The Fundamentals of Rust

Make yourself explicit.

As this essay collection progresses beyond the Automunge project, am trying to avoid making it some kind of vanity project. The goal for some time now has been to contribute to field of computer science, to add value through whatever channels become available. Part of the risk of dedicated focus in narrow subdomains like tabular preprocessing is that the work can lose relevance to more important advanced practices that lately have been extended well beyond the conventions of vanilla supervised learning. In the interest of avoiding tunnel vision, have thus recently begun a project of new language exploration, which will likely continue going forward on some recurring frequency like yearly or thereabouts. Supplemented with following the proceedings of a few research conferences I find makes keeping up with trends in modern practice feasible at least at a high level.

It was thus that I recently attempted a deep dive into the Rust programming language. The applicability of the Rust language to the field of data science is perhaps not an obvious one. Rust is a newer language that is still following an iterative update cycle of its own, with rollouts every 6 weeks as the API conventions are extended into nooks and cranny’s of various workflows explored by what I understand to be a welcoming and supportive developer community. The language is perhaps best thought of as solving a few issues associated with lower level languages like C or C++, as the integration of universally explicit variable type declarations makes for a speedy solution nearly on par with C while resolving a few security issues from channels like memory leakage that have been a recurring headache throughout the decades long history of C programming environments. Data science libraries in many cases are built in C++ for speed with python wrappers for interface; someday Rust may become an alternate convention for such infrastructure.

The explicit type requirements are perhaps the most noticeable distinction, although some other fundamental conventions to the language include the packaging of modules into “crate” containers and the “Cargo” interpreter itself. One of the benefits of the type conventions are that it becomes easier to consider and iterate on segments of code modules even independent of their context to the surrounding architecture, as each function becomes interpretable as an isolated system. A tradeoff is that the density of idiomatic code representation loses some of the readability that one might enjoy with a (much slower) language like python. Fortunately common IDE (integrated development environment) platforms enjoy autocomplete functionality for many scenarios of type specification that make the practice of writing at least a little easier. The added benefit of intelligent bug reporting (they call him “Clippy”) makes the experience more manageable than one may expect from simply viewing the resulting dense bracketed lines of code.

## Supplied information
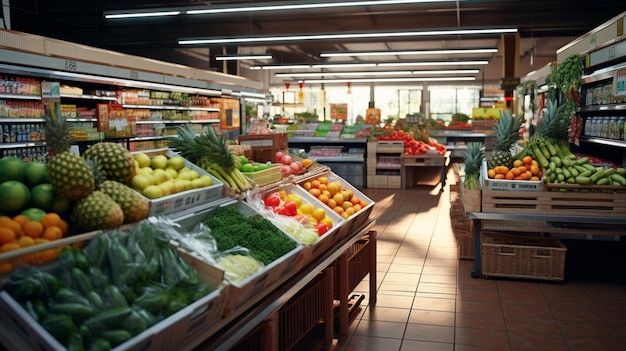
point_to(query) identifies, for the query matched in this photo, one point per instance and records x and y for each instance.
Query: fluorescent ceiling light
(300, 6)
(432, 63)
(305, 37)
(388, 80)
(380, 64)
(375, 73)
(243, 57)
(132, 14)
(411, 52)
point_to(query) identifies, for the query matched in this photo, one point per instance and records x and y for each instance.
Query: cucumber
(115, 337)
(581, 161)
(583, 180)
(77, 311)
(107, 320)
(618, 178)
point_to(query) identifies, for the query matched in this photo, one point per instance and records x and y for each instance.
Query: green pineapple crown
(473, 160)
(506, 130)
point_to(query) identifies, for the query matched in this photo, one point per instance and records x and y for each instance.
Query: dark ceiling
(544, 26)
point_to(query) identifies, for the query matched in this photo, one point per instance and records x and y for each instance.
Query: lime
(12, 168)
(35, 173)
(15, 196)
(34, 214)
(42, 196)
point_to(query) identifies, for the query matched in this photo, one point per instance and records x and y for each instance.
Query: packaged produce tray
(358, 219)
(175, 203)
(324, 242)
(265, 177)
(507, 185)
(241, 292)
(567, 203)
(522, 256)
(166, 334)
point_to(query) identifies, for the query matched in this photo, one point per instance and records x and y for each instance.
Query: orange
(50, 219)
(21, 219)
(315, 192)
(52, 233)
(332, 203)
(33, 229)
(323, 198)
(338, 209)
(9, 247)
(318, 214)
(6, 236)
(6, 267)
(25, 241)
(63, 226)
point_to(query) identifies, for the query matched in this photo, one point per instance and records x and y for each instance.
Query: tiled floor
(428, 301)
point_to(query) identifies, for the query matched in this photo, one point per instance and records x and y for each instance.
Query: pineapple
(473, 160)
(68, 172)
(97, 211)
(117, 162)
(134, 206)
(506, 133)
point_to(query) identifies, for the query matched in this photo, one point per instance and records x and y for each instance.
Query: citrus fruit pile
(343, 201)
(24, 231)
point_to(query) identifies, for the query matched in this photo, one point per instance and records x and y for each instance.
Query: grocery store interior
(439, 175)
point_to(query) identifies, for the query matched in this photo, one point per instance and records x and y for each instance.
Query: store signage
(619, 85)
(509, 83)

## Tasks for this exercise
**1)** Reproduce the part of the Rust essay starting at "As this essay" and ending at "a high level.".
**2)** Answer these from the Rust essay:
(a) How often does the writer plan to take up a new language exploration project?
(b) How often are Rust updates rolled out?
(c) What name is given to Rust's intelligent bug reporting?
**3)** Carry the essay on the Rust programming language forward from its last sentence.

## Answers to the exercises
**1)**
As this essay collection progresses beyond the Automunge project, am trying to avoid making it some kind of vanity project. The goal for some time now has been to contribute to field of computer science, to add value through whatever channels become available. Part of the risk of dedicated focus in narrow subdomains like tabular preprocessing is that the work can lose relevance to more important advanced practices that lately have been extended well beyond the conventions of vanilla supervised learning. In the interest of avoiding tunnel vision, have thus recently begun a project of new language exploration, which will likely continue going forward on some recurring frequency like yearly or thereabouts. Supplemented with following the proceedings of a few research conferences I find makes keeping up with trends in modern practice feasible at least at a high level.

**2)**
(a) On some recurring frequency like yearly or thereabouts.
(b) Every 6 weeks.
(c) Clippy.

**3)**
This document will mainly focus on fundamental conventions of the language by demonstration, and may be thought of as a kind of “cheat sheet” for API conventions of the Rust programming language. Although my Rust deep dive included a host of online courses in the Udemy platform (hey they were on sale), the coding demonstrations below owe a disproportionate debt of gratitude to the course Rust lang. the complete beginner’s guide from instructor Catalin Stefan, as many of the coding demonstrations below were adapted from my lecture notes (with the instructor’s permission). Please consider this a strong endorsement for the course which I will link to again at completion of this essay. Note that if you are looking for a simple solution for a pre-built Rust coding environment, probably the easiest way to get started is to check out the Repl.it online portal for a browser based IDE. Cool so without further ado let’s dive into Rust.

Comments

Idiomatic Conventions

Some fundamentals of writing code in Rust is that nearly every line that doesn’t end in a closing bracket } will require a closing semicolon ; which signals the end of a statement. Don’t worry if you forget a semicolon the troubleshooting printouts will probably catch it when you try to run the code. Nearly all functions, modules, etc. have scope delineated by opening and closing curly brackets { }. A helpful way to keep track of which scope a line segment belongs to is to follow line indentation conventions similar to what you may be used to in python — such indentations although idiomatic for readability purposes are not needed for operation and the curly brackets boundaries are the governing signal. The “Cargo” code editor will have a file system that at a minimum includes a main.rs file and within that file a main() function. When we run code the governing flow is based on this main() function, which we’ll discuss further below. (Some of our code demonstrations may omit the main() function wrapper for readability.)

Printouts

Variables

Primitive Data Types

  • integers: i8 / i16 / i32 / i64 / isize
  • unsigned integers: u8 / u16 / u32 / u64 / u128 / usize
  • float: f32 / f64
  • Boolean: bool (true / false)
  • Character: char (a single character string or emoji)
  • String: &str
  • Static string: &'static str (this relates to advanced memory management stuff)

Strings

Constants

Constants are variables that cannot be changed, even in cases of “shadowing”. The convention is that constants are named in all caps, and require explicit data type specification. Constants have durability within some defined bracketed scope { }. For example a constant defined in a function is only accessible within the brackets of that function. We’ll note further conventions for global variables below.

Mathematic Operators

main.rs

When running any kind of operation in rust, the master procedure is defined through the main() function located in the main.rs file. For example here is the hello world convention that could be populated in a main.rs file and then run.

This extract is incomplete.